Your goal: Please write out every line of the records below in full, adding 15 to each number in the answer coordinates and leaving everything else unchanged.

BEGIN The data

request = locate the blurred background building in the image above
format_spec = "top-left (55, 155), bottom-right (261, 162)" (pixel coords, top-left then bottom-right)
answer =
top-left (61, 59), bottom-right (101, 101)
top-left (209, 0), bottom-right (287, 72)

END The data

Task response:
request = locate the blurred background building in the image above
format_spec = "top-left (55, 155), bottom-right (261, 162)" (pixel coords, top-left then bottom-right)
answer =
top-left (76, 74), bottom-right (116, 116)
top-left (224, 15), bottom-right (302, 87)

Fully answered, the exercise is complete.